### Registros del conjunto:
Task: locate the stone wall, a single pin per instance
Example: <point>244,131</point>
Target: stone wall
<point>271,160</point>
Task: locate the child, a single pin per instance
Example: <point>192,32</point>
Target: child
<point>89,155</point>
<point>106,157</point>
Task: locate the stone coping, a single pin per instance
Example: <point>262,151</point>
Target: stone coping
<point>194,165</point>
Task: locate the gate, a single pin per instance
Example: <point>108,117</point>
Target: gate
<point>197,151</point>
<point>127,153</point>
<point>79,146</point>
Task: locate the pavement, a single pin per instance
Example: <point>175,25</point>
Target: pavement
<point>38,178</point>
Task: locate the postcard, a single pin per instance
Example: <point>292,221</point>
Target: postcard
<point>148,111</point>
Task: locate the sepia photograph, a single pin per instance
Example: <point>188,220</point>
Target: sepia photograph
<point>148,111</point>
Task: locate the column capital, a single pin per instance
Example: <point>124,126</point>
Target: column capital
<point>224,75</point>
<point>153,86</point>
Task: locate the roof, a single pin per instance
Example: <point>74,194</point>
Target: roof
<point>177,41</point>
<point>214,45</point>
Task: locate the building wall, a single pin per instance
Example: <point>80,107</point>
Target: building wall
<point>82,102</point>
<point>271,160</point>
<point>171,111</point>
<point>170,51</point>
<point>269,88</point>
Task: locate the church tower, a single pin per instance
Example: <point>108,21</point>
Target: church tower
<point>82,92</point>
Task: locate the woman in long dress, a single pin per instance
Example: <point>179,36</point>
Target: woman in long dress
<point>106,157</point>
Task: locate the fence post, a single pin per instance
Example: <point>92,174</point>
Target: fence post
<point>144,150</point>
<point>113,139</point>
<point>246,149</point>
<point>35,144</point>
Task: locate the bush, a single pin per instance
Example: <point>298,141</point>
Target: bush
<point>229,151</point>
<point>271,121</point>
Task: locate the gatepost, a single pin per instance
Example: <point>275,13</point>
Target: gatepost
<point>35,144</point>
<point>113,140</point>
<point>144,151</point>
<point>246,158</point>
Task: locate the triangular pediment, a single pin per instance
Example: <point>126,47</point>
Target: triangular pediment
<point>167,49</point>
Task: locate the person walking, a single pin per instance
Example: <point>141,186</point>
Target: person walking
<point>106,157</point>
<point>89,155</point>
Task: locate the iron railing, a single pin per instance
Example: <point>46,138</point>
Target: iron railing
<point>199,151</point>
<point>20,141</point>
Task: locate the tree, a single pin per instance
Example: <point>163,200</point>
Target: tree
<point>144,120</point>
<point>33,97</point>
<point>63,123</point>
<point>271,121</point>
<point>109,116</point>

### Instrucción dada:
Presenta todos los registros anteriores como un CSV de dos columnas, llamadas «entrada» y «salida», con una fila por registro que recoja su texto y su respuesta. Pon cada valor en un campo entre comillas y cambia los saltos de línea por espacios.

### Solución del problema:
entrada,salida
"Task: locate the stone wall, a single pin per instance Example: <point>244,131</point> Target: stone wall","<point>271,160</point>"
"Task: locate the child, a single pin per instance Example: <point>192,32</point> Target: child","<point>89,155</point> <point>106,157</point>"
"Task: locate the stone coping, a single pin per instance Example: <point>262,151</point> Target: stone coping","<point>194,165</point>"
"Task: locate the gate, a single pin per instance Example: <point>108,117</point> Target: gate","<point>197,151</point> <point>127,153</point> <point>79,146</point>"
"Task: locate the pavement, a single pin per instance Example: <point>175,25</point> Target: pavement","<point>38,178</point>"
"Task: locate the postcard, a single pin per instance Example: <point>292,221</point> Target: postcard","<point>148,111</point>"
"Task: locate the sepia photograph, a single pin per instance Example: <point>188,220</point> Target: sepia photograph","<point>148,111</point>"
"Task: locate the column capital, a single pin per instance Example: <point>124,126</point> Target: column capital","<point>224,75</point> <point>153,86</point>"
"Task: locate the roof, a single pin per instance Example: <point>74,194</point> Target: roof","<point>177,41</point> <point>214,45</point>"
"Task: locate the building wall, a single pin per instance Example: <point>80,107</point> Target: building wall","<point>82,102</point> <point>271,160</point> <point>171,111</point> <point>170,51</point> <point>269,88</point>"
"Task: locate the church tower, a single pin per instance Example: <point>108,21</point> Target: church tower","<point>82,92</point>"
"Task: locate the woman in long dress, a single pin per instance Example: <point>179,36</point> Target: woman in long dress","<point>106,157</point>"
"Task: locate the fence post, a single pin per instance Example: <point>92,174</point> Target: fence post","<point>144,150</point> <point>113,139</point> <point>246,149</point> <point>35,144</point>"
"Task: locate the bush, a single pin per instance Example: <point>298,141</point> Target: bush","<point>229,151</point> <point>271,121</point>"
"Task: locate the gatepost, a single pin per instance Example: <point>275,13</point> Target: gatepost","<point>35,144</point> <point>113,140</point> <point>144,151</point> <point>246,158</point>"
"Task: locate the triangular pediment, a single pin per instance Example: <point>126,47</point> Target: triangular pediment","<point>167,49</point>"
"Task: locate the person walking, a single pin per instance Example: <point>141,186</point> Target: person walking","<point>106,157</point> <point>89,155</point>"
"Task: locate the iron railing, a single pin per instance Example: <point>46,138</point> Target: iron railing","<point>199,151</point> <point>20,141</point>"
"Task: locate the tree, a single pin per instance Example: <point>163,200</point> Target: tree","<point>144,120</point> <point>33,97</point> <point>63,123</point> <point>271,121</point> <point>109,116</point>"